TASK TO COMPLETE →
Reproduce the listing below line for line without changing anything, and omit the pictures from your answer.
══════════
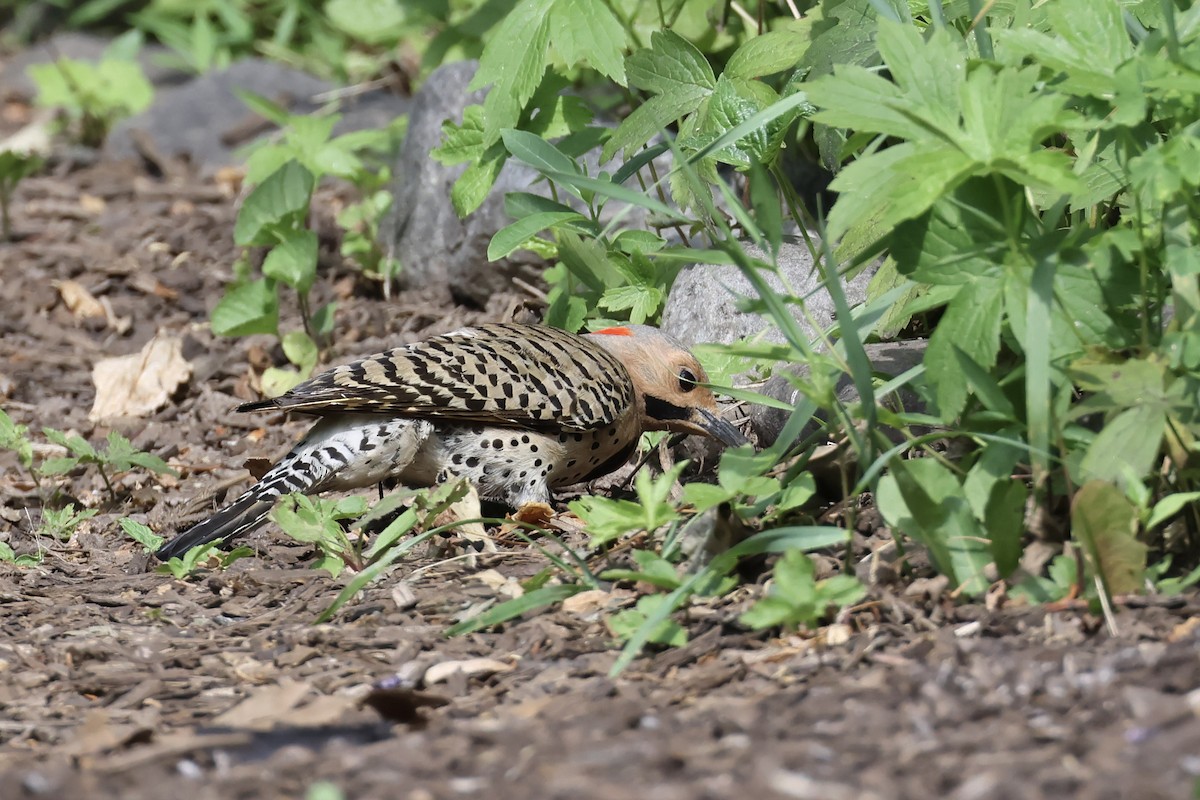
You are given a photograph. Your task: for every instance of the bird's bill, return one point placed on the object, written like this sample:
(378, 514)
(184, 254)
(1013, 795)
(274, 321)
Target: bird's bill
══════════
OUTPUT FOR THIS TASK →
You are given a photograph. Your task: for every instance of the bird's bill, return one point placed on the object, written like this sample:
(378, 514)
(184, 254)
(1013, 795)
(274, 321)
Target: bird's bill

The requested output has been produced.